**What you will do**
1. Using the preterm growth study, answer these:
(a) How many infants' clinic records were analyzed?
(b) Which growth chart is named alongside the WHO Growth Standards?
(c) What cutoff defined overweight at one year?
2. Please list every category the preterm growth study uses to characterize z-score patterns.

# First-year growth patterns of preterm infants receiving kangaroo mother care: associations with early life factors and 1-year anthropometry

**Authors:** S. Nel, U. D. Feucht, T. Botha, M. Arashi, F. A. M. Wenhold

PMC · DOI: 10.1038/s41430-025-01662-6 · European Journal of Clinical Nutrition · 2025-10-15

## TL;DR

This study examines growth patterns in preterm infants after kangaroo mother care, finding that lower birth weight is linked to catch-up growth in weight and length but also to growth faltering.

## Contribution

The study identifies distinct growth trajectory patterns in preterm infants and links early-life factors to these patterns using latent class trajectory modeling.

## Key findings

- Lower birth weight z-scores were associated with catch-up growth in weight and length but also with growth faltering.
- Sub-optimal early weight gain was linked to increased odds of growth faltering and stunting at one year.
- Most infants showed maintenance or gradual gain in growth, with fewer showing catch-up patterns.

## Abstract

This study characterises first-year growth patterns in a historical preterm infant cohort, and investigates associated early-life factors and 1-year anthropometry.

We analysed 322 South African preterm infants’ (mean 32.8 ± 2.4 weeks gestation) 1-year clinic records after kangaroo mother care discharge. Latent class trajectory modelling identified patterns of weight-for-age (WAZ), length-for-age (LAZ), weight-for-length (WLZ), and head circumference-for-age (HCZ) z-scores (Fenton 2013 Growth Chart; WHO Growth Standards, age-corrected). Z-score patterns were characterised as maintenance, faltering (progressively decreasing), gain (progressively increasing) or catch-up (rapidly increasing, exceeding birth z-score). Ordinal regression analysis investigated associations of early-life maternal/infant factors, birth weight, and early (until 50 weeks postmenstrual age) WAZ gain with growth patterns. One-year stunting (LAZ < -2), wasting (WLZ < -2) and overweight (body mass index-for-age z-score > +2) were compared.

Stored data
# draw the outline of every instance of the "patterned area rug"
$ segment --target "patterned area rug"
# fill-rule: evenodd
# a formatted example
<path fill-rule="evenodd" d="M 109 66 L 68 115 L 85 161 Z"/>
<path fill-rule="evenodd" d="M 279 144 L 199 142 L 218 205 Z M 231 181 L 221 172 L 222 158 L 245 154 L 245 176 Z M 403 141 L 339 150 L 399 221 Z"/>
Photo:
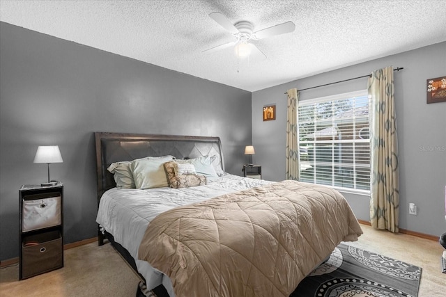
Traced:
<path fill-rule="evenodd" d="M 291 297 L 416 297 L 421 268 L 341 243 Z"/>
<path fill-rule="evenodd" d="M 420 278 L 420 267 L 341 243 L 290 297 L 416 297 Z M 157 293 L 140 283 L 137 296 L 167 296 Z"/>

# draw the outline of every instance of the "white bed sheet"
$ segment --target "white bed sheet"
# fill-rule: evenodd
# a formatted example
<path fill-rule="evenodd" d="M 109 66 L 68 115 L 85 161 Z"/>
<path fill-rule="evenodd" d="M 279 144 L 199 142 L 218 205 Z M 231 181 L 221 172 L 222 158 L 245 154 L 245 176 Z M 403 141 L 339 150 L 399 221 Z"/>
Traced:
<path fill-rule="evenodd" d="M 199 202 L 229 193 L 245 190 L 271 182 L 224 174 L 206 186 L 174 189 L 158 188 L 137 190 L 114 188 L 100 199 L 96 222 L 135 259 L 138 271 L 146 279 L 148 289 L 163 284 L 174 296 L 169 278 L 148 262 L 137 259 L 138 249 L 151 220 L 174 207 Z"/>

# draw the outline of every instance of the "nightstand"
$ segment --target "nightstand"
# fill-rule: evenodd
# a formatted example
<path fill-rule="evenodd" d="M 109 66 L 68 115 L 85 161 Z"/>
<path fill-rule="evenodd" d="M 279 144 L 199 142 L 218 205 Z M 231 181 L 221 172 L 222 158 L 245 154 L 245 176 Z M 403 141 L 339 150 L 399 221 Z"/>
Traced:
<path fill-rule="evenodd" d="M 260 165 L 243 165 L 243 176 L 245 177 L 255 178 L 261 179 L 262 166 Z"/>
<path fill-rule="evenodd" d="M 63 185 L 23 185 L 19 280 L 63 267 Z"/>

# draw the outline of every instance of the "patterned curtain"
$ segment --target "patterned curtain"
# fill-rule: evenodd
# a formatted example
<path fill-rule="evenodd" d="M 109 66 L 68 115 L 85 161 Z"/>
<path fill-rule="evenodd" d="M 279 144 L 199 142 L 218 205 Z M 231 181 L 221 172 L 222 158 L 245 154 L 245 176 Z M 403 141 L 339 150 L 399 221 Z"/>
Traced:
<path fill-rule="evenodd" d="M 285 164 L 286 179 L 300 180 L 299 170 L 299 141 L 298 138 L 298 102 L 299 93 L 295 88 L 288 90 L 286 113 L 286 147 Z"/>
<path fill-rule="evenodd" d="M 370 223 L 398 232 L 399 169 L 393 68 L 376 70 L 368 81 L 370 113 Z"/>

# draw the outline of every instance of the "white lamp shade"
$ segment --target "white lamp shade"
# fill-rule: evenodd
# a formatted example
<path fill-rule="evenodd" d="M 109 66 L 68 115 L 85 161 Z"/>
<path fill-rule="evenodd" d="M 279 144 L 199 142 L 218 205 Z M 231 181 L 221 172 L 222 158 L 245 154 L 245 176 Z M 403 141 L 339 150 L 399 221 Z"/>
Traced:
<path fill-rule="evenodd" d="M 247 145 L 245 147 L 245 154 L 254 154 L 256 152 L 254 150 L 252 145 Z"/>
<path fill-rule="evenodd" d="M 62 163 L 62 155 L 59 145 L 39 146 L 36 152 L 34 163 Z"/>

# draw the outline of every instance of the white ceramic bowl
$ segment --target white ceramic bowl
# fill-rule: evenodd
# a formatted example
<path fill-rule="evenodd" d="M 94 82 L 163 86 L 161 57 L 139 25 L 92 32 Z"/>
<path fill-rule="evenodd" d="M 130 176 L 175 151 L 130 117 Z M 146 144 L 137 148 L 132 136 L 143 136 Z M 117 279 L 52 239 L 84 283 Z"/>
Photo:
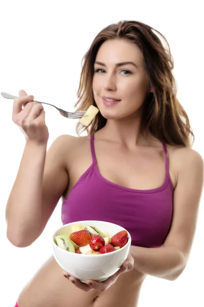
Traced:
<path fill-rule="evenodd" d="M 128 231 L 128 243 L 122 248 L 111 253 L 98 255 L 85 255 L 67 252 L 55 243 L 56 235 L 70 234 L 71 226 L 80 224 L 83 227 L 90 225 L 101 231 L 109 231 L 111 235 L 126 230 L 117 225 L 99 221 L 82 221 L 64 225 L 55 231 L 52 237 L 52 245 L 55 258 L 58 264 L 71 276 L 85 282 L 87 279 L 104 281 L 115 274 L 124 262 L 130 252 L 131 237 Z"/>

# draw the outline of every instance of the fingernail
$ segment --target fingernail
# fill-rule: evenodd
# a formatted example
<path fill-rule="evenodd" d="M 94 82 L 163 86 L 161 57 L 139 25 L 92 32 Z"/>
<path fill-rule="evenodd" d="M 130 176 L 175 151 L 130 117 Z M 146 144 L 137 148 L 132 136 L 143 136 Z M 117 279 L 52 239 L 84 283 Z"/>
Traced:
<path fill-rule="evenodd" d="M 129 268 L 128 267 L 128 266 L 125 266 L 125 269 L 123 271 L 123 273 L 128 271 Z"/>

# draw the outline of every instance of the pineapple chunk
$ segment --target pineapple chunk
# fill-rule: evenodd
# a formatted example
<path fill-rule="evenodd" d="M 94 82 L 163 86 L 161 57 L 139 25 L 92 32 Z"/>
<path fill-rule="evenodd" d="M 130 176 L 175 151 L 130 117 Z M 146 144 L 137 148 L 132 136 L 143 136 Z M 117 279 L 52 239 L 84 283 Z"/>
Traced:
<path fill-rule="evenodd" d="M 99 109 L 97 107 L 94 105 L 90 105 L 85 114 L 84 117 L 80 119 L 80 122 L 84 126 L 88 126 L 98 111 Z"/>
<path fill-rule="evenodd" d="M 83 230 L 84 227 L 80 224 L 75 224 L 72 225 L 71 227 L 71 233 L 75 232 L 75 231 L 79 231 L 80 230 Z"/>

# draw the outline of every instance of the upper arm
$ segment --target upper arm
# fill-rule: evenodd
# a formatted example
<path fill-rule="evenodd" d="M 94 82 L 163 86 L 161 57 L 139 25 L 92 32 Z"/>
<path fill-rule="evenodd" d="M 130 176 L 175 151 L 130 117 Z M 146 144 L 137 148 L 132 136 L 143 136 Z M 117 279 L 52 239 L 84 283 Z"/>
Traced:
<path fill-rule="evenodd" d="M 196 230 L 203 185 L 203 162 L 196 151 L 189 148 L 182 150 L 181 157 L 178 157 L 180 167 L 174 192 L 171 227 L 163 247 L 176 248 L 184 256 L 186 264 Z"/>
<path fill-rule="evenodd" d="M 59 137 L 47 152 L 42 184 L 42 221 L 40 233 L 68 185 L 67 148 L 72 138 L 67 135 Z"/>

---

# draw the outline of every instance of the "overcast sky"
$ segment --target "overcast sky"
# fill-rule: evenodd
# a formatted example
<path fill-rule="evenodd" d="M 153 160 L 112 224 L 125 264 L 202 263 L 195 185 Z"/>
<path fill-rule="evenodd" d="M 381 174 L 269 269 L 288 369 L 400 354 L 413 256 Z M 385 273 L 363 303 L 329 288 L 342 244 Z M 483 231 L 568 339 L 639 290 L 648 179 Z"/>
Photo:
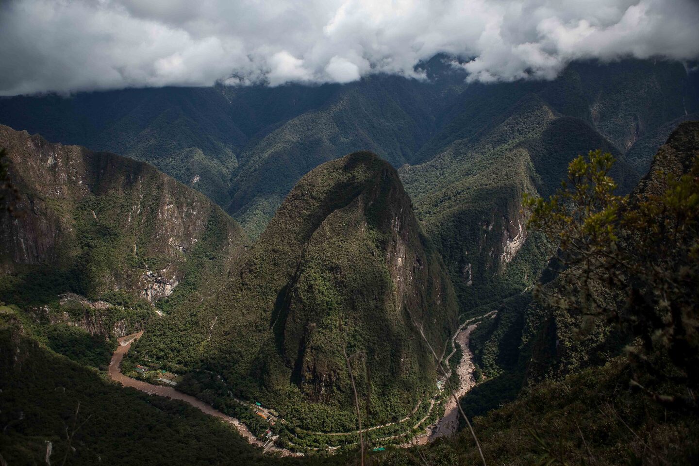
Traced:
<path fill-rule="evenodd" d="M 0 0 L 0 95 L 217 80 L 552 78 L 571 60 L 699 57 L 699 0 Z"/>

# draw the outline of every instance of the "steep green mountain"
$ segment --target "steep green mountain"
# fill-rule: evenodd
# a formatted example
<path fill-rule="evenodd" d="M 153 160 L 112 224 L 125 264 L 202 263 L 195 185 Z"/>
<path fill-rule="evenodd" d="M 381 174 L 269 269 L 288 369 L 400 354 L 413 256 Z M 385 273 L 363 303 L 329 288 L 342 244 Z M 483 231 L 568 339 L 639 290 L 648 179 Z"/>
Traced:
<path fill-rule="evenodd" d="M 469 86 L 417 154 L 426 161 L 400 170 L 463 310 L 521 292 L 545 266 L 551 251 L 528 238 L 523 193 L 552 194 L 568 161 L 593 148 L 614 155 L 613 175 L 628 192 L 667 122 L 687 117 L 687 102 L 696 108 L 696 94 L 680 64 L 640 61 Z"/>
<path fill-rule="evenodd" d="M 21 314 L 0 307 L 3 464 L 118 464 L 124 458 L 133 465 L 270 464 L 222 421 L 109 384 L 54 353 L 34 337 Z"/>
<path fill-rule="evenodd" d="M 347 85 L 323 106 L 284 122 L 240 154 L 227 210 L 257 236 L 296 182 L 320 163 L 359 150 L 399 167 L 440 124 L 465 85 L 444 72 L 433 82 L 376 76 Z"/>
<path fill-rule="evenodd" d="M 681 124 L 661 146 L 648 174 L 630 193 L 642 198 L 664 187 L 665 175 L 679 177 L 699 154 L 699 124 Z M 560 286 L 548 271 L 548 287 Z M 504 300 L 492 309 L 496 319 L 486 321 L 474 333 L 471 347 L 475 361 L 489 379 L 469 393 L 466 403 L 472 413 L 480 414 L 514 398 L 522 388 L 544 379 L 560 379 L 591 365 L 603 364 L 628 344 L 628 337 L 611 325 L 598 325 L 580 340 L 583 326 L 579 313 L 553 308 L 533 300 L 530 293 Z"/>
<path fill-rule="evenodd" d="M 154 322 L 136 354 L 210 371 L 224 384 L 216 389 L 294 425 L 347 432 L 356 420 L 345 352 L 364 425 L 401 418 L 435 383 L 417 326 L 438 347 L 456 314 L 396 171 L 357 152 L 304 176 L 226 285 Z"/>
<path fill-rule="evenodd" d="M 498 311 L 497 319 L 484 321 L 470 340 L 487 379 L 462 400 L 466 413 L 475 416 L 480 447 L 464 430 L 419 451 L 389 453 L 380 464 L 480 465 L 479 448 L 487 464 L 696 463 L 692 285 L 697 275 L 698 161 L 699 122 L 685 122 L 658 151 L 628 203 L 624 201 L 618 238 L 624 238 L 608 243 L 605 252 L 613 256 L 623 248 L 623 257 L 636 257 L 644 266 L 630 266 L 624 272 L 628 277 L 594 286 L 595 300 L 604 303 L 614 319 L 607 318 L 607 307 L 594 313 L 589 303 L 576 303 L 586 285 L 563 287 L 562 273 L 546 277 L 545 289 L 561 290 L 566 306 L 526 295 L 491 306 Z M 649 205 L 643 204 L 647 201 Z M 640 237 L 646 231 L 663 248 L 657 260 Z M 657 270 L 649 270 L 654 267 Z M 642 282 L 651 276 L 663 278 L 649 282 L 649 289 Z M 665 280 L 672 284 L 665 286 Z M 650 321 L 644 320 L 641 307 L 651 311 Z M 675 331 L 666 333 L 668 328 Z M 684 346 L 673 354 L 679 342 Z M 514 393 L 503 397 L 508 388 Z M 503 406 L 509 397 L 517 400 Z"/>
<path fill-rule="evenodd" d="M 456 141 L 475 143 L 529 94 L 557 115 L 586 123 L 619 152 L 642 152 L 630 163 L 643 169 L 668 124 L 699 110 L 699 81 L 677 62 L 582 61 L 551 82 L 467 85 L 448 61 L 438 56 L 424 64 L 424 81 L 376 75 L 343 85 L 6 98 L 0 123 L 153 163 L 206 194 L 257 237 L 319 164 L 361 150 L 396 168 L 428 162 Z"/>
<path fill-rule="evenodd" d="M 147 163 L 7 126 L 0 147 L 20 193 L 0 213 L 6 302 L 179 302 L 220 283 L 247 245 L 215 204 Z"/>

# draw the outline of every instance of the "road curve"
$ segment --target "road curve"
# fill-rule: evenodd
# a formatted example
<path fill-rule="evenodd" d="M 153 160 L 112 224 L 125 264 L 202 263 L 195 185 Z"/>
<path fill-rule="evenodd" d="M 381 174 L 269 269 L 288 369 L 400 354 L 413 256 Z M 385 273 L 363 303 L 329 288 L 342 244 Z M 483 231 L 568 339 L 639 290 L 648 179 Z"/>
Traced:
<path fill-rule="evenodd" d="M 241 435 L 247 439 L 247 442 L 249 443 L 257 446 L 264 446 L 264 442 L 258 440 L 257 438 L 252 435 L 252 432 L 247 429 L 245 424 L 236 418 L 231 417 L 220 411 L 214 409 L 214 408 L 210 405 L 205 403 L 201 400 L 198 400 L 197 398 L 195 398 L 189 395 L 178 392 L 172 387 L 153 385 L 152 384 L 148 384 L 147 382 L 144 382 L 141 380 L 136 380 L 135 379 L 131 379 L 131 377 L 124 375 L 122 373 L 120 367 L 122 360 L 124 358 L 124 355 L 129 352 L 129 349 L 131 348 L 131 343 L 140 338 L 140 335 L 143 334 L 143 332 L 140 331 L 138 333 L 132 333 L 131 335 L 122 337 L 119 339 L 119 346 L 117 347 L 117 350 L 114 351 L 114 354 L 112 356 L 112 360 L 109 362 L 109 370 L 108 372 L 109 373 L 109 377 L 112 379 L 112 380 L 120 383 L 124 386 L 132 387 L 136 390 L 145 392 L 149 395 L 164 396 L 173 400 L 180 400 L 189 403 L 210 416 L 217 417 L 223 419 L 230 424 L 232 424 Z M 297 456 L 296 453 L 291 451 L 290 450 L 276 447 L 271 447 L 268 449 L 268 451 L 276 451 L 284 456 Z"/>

---

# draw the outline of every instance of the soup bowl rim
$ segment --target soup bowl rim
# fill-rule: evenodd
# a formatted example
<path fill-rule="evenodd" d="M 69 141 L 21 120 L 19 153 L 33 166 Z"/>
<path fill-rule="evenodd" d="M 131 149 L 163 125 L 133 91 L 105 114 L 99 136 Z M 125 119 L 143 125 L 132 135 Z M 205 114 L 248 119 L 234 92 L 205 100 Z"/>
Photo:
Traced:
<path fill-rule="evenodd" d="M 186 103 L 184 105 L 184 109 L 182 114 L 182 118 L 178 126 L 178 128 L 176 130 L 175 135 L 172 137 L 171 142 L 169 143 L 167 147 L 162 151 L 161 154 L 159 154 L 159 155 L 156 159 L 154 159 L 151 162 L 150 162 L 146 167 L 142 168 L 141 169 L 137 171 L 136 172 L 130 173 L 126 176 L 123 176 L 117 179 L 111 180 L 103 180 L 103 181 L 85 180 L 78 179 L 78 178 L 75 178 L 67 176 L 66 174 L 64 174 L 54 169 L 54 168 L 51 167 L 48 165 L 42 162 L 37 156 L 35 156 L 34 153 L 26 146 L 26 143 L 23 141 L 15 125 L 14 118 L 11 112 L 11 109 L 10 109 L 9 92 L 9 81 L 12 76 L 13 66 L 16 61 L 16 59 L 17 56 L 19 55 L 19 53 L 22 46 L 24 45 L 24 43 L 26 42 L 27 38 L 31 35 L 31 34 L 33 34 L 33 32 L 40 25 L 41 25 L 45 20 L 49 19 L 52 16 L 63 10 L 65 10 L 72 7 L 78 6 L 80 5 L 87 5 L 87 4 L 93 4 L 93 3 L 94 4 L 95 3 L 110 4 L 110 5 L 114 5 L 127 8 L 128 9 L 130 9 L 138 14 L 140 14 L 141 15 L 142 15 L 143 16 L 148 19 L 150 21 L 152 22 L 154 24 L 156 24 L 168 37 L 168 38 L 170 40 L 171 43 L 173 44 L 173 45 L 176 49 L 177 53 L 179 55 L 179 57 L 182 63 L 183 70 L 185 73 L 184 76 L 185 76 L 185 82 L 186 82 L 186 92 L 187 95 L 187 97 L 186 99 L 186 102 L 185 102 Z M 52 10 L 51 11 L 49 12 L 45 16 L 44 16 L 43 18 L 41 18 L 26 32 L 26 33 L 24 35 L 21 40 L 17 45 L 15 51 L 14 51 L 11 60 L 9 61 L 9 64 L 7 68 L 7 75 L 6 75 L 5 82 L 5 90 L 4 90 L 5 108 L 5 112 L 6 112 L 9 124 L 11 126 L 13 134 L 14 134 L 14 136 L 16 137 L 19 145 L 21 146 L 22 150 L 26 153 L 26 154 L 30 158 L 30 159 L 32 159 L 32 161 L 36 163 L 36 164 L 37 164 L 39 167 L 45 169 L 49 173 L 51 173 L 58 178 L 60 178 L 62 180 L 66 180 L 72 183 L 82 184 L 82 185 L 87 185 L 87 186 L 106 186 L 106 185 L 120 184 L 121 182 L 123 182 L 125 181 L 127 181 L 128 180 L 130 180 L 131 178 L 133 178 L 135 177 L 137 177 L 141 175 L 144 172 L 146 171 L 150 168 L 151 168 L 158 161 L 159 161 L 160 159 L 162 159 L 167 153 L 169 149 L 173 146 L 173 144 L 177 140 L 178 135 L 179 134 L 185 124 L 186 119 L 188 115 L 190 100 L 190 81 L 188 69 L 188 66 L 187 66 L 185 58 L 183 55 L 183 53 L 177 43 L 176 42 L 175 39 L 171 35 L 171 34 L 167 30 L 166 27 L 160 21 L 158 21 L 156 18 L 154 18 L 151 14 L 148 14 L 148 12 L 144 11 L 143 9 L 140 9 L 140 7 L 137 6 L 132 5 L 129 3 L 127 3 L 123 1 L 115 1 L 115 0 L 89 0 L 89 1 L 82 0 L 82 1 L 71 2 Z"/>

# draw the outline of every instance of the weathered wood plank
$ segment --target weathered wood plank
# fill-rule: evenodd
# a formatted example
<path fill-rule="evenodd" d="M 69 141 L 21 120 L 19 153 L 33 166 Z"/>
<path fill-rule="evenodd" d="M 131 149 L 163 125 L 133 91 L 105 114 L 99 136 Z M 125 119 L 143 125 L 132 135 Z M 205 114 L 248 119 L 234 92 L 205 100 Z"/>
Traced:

**Expected responses**
1.
(a) 322
(b) The Fenton 2013 Growth Chart
(c) A body mass index-for-age z-score > +2

2.
- Maintenance
- Faltering
- Gain
- Catch-up